» **Source data**
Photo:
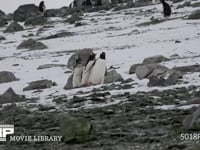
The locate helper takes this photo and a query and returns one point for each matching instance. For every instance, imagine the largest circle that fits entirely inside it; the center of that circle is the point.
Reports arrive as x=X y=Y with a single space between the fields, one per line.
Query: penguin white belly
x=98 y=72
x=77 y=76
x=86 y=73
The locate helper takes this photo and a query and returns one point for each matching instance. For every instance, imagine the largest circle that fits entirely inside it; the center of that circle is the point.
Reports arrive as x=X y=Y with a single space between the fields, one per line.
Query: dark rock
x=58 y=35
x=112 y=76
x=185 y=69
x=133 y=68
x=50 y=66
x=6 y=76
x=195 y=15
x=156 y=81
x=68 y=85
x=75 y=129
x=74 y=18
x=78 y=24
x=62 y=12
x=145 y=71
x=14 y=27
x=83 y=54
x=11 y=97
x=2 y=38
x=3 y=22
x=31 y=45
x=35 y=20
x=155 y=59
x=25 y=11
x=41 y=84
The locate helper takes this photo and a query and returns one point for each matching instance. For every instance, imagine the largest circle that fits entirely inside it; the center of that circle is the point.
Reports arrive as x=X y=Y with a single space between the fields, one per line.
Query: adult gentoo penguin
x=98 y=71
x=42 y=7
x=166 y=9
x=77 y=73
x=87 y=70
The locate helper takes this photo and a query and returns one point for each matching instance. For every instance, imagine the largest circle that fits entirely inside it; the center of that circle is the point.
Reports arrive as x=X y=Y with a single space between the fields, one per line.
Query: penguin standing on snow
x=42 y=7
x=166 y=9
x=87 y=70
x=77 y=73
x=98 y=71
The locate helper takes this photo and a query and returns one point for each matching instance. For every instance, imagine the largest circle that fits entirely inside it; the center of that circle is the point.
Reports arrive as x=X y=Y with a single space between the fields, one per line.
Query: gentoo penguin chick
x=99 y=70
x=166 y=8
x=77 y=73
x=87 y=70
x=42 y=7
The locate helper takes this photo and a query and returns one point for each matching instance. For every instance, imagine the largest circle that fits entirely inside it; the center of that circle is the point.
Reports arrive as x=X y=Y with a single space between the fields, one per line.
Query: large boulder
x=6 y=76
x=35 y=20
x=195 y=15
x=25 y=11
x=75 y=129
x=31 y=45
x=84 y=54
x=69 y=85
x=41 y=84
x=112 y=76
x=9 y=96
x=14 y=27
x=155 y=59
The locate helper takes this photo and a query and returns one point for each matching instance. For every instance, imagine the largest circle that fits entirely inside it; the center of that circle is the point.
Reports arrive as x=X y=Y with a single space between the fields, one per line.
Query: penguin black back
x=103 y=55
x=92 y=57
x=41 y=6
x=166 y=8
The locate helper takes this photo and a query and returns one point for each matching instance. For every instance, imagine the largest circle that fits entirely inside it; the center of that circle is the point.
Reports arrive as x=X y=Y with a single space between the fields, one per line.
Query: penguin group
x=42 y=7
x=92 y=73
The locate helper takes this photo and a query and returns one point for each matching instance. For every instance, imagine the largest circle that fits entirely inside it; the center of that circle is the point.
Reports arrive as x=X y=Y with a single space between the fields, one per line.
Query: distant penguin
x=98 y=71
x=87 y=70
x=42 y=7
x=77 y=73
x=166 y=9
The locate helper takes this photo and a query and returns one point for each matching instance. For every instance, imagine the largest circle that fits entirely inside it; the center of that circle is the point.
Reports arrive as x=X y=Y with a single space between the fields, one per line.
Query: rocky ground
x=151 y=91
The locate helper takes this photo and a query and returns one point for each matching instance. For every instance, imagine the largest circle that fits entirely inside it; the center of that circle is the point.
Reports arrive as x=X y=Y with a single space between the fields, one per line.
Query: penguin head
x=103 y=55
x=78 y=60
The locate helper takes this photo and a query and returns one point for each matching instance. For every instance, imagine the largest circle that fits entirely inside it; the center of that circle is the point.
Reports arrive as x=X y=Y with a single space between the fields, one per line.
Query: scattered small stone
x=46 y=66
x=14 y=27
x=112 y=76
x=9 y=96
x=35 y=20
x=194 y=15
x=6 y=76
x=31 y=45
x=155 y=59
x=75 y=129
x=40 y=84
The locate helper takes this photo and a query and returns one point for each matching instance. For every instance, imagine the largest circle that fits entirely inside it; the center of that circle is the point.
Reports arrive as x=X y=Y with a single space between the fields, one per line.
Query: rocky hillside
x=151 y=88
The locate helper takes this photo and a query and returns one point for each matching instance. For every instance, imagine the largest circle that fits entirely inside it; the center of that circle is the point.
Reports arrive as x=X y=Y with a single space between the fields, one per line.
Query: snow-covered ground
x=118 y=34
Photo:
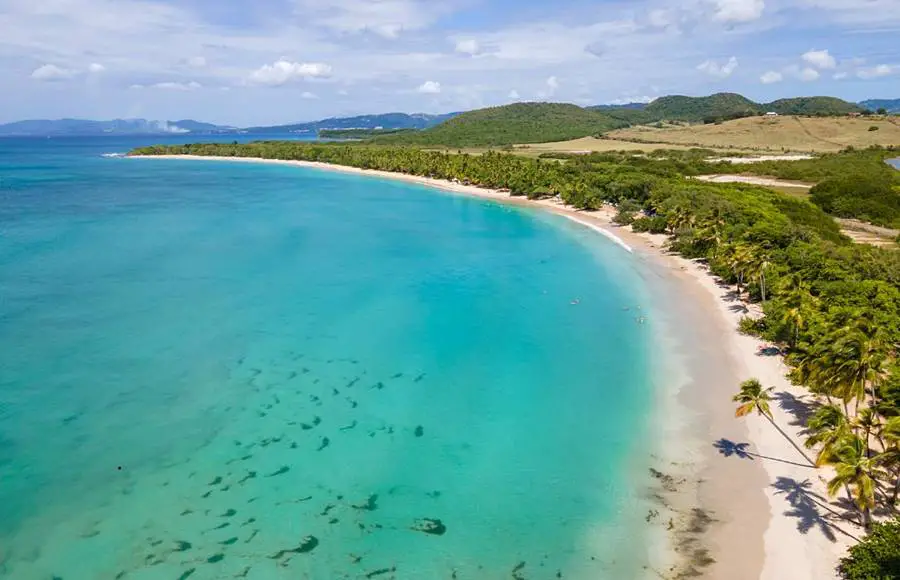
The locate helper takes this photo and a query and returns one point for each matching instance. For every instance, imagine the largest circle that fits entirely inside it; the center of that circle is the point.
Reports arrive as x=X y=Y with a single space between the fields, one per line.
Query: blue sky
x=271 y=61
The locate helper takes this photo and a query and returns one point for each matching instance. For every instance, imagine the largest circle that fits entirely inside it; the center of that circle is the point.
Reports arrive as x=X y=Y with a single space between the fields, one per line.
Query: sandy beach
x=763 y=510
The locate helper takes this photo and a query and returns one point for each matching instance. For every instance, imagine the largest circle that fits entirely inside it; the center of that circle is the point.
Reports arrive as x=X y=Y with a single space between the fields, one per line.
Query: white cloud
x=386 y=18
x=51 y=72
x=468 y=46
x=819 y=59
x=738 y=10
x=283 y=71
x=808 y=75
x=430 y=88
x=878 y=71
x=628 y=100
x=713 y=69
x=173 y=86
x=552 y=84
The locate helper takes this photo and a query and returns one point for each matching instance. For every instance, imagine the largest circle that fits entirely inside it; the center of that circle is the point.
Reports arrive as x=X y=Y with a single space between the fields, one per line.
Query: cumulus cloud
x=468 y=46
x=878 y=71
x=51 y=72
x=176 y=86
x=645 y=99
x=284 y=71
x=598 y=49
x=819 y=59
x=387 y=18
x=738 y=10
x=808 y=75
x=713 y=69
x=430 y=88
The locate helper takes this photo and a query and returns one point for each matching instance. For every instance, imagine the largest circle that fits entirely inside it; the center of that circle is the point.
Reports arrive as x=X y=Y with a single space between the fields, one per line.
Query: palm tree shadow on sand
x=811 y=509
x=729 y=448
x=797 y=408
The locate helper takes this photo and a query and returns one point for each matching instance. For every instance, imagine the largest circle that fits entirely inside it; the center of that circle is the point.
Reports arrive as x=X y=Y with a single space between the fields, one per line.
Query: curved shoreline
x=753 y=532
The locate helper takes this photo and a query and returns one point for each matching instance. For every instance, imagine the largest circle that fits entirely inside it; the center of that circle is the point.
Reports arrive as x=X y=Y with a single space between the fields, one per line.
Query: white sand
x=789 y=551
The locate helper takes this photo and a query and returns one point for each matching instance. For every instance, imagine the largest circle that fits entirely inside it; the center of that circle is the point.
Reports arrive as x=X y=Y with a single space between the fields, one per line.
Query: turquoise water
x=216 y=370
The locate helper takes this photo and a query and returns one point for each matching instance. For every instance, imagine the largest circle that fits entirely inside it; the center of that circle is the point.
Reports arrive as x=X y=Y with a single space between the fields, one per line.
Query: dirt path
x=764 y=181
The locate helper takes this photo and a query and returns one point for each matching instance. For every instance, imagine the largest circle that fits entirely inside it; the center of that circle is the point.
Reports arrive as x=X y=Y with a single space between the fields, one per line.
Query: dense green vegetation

» **Assignment**
The records above need to be restated word for word, with the pictures left out.

» **Solution to this problem**
Photo:
The locate helper takes this photo and a query and returns one point for each matching instance. For every instance, imagine the largest circle that fits entirely inside it; the center of that circle is the point.
Reports arrive as x=X y=Y with a single space between the fields, one per line.
Query: penguin white belly
x=98 y=72
x=77 y=76
x=86 y=73
The locate helper takes this photo and a query and returns one point for each matching instance. For every instance, imagine the largest circle that fits entirely inside it; the center of that circle is the point.
Reports arrive as x=X y=Y with a single space between the fields, one per line.
Query: dark rock
x=58 y=35
x=112 y=76
x=185 y=69
x=133 y=68
x=50 y=66
x=6 y=76
x=195 y=15
x=156 y=81
x=68 y=85
x=75 y=129
x=74 y=18
x=78 y=24
x=62 y=12
x=145 y=71
x=14 y=27
x=83 y=54
x=11 y=97
x=2 y=38
x=3 y=22
x=31 y=45
x=35 y=20
x=155 y=59
x=25 y=11
x=41 y=84
The locate helper takes this photo and a query and returns one point for each matching instance. For every instance, imagine the largest circle that fits entirely inside it; the center of that circle is the point.
Reports arrive as x=X y=Y with a single space between the fields, one per line.
Query: adult gentoo penguin
x=98 y=71
x=42 y=7
x=166 y=9
x=77 y=73
x=87 y=70
The locate helper takes this photo and a query and returns one point for each matching instance. For every instance, imagine the largest circle that fits entirely inside it; the center of that circle is the point.
Reports arrive as x=X y=Y with a single space between the fields, one per line.
Query: penguin standing on snow
x=42 y=7
x=166 y=9
x=87 y=70
x=77 y=73
x=98 y=71
The locate helper takes this photo and a query and returns one point for each matching instance. For every instance, imagine the largest circle that fits entirely inside it; the center of that circle is the point.
Reports arrive as x=X y=Y with a single space between the fields, one per line.
Query: gentoo penguin chick
x=99 y=70
x=166 y=8
x=77 y=73
x=87 y=70
x=42 y=7
The locate helper takes this photo and a query and returns one point for each matching instance. For every instance, imagine the largest circle that fits entirely inside it; the center of that circle is the point.
Reports arrive as x=X y=Y with a single space between the fields, one per line.
Query: large boulder
x=6 y=76
x=35 y=20
x=195 y=15
x=25 y=11
x=75 y=129
x=31 y=45
x=84 y=54
x=69 y=85
x=41 y=84
x=112 y=76
x=9 y=96
x=14 y=27
x=155 y=59
The locate helper takes this photo and a query and returns one point for each matching instance. For every instance, imagine the largest circle that fits entirely inside it; the center of that circle is the point.
Reports arrive as x=X y=Y with a single space between the fields, one per line.
Query: penguin black back
x=103 y=55
x=92 y=57
x=41 y=6
x=166 y=8
The locate helper takes this photo and a query and returns one point for each matching instance. For every instance, imagine the largest circle that fits entirely inside it; the center of that circle is the point.
Reports arrive as x=X y=Y with a single space between the fields, one per line.
Query: penguin group
x=42 y=7
x=92 y=73
The locate helper takes this photo and a query and returns one point for each matching instance. For every instance, imagine the largest circle that fits entirely inside it; the center of that circle is the point.
Reports arrive as x=X y=Y with a single space between the fields, one per line.
Query: distant penguin
x=98 y=71
x=87 y=70
x=42 y=7
x=77 y=73
x=166 y=9
The locate helper takes this photo and a query and returns one point for each matching instance. For every instance, imagine the largest circle that fits entirely inside it; the center of that circle is the point.
Reports arrive as x=X y=Y with a single space between the fields, one per line.
Query: rocky ground
x=151 y=91
The locate helper takes this photo and a query and returns one point for each matching instance. For every instance, imagine the largest circle that fits entirely inside it; the center of that circle is the point.
Reports arrive as x=X y=Y with a single space between the fields, one per line.
Query: penguin head
x=103 y=55
x=78 y=60
The locate helper takes this photo and a query and returns one point for each matching instance. For every instance, imagine the largest circle that fits entirely inside it; the center of that circle is the point.
Reports arrive as x=X y=Y with a single space between the fields, one per line.
Query: scattered small stone
x=46 y=66
x=14 y=27
x=112 y=76
x=9 y=96
x=35 y=20
x=194 y=15
x=6 y=76
x=31 y=45
x=155 y=59
x=75 y=129
x=40 y=84
The locate helper takes this photo and a query and returns one point for each matching instance. For every instance, imagine the largest circle that fits entirely inside it; the center of that circle is the point.
Reports arrive as x=X y=Y with a single space between the fields, one per line.
Query: rocky hillside
x=151 y=88
The locate helper takes this photo and a query and returns one point for each matching instance. For every instance, imagine the largest circle that fits entirely inside it; the center of that circle is the point.
Reports arrive as x=X y=Y with a single space between the fields, one per line.
Query: snow-covered ground
x=118 y=34
Photo:
The locate helper takes this photo and a query and returns one point for each matching instance. For every instance, imagine the largest circle that fits entirely inside it; the center of that circle is the point.
Reports arrive as x=X y=Y with a single space between the fields, one per line.
Query: blue sky
x=271 y=61
The locate helper takes this photo and a query and returns one point for each matching instance. For every instance, imagine the largest circle that fits entirely inside it; the center of that circle is the point.
Reports arrive as x=X y=Y with a single space between the fields, one per line.
Query: sandy beach
x=763 y=510
The locate helper takes this photo and a query and returns one point for each matching instance. For every instance, imagine the largest circle that fits entirely inside it; the center of that circle is the point.
Reports arrive as x=X y=Y with a single space between the fields, one per line.
Query: white cloud
x=386 y=18
x=51 y=72
x=468 y=46
x=819 y=59
x=738 y=10
x=283 y=71
x=808 y=75
x=430 y=88
x=878 y=71
x=628 y=100
x=713 y=69
x=173 y=86
x=552 y=84
The locate helper takes this photo and a query and returns one point for each matching instance. For every instance, imagine the largest circle that fits entirely inside it; the center of that circle is the point.
Reports arrive as x=X y=Y with a single space between the fields, one per line.
Query: cumulus cloud
x=468 y=46
x=878 y=71
x=51 y=72
x=176 y=86
x=645 y=99
x=284 y=71
x=598 y=49
x=819 y=59
x=387 y=18
x=738 y=10
x=808 y=75
x=713 y=69
x=430 y=88
The locate helper takes this photo and a query and returns one point for each matching instance. For every instance, imagine the largest circle that fits entirely inside it; the center of that circle is the point.
Reports arrive as x=X y=Y with a single space between the fields, one per line.
Query: palm tree shadow on sand
x=811 y=509
x=729 y=448
x=797 y=408
The locate helper takes this photo and a query and returns one point for each matching instance. For every instance, imagine the largest circle that fits entirely inside it; the center of that circle is the point.
Reports arrive as x=X y=Y with a single space between the fields, one per line.
Query: curved shoreline
x=753 y=532
The locate helper takes this photo and a query and returns one point for each matching instance. For every instance, imagine the largest circle that fits entirely inside it; the center of that circle is the point.
Reports arrive as x=X y=Y with a single space between the fields, one per line.
Query: white sand
x=789 y=551
The locate helper takes this photo and a query and returns one point for each matching instance. For every instance, imagine the largest circle that fits entirely inside it; the center of that circle is the point.
Reports arrive as x=X y=Y with a single space between the fields, one per line.
Query: turquoise water
x=216 y=370
The locate helper takes this photo and a query and returns one point for each matching instance. For every instance, imagine the largest circle that fits entirely inside it; the center of that circle is the point.
Reports arrive as x=X y=Y with a single space between the fields, one per line.
Query: dirt path
x=764 y=181
The locate helper takes this photo and a query and returns one point for each matching instance. For every instance, imagine the largest circle that fits entirely inside it; the center of that circle is the point.
Reports arrive as x=X y=Y with a single space between the fields, one per line.
Query: dense green vegetation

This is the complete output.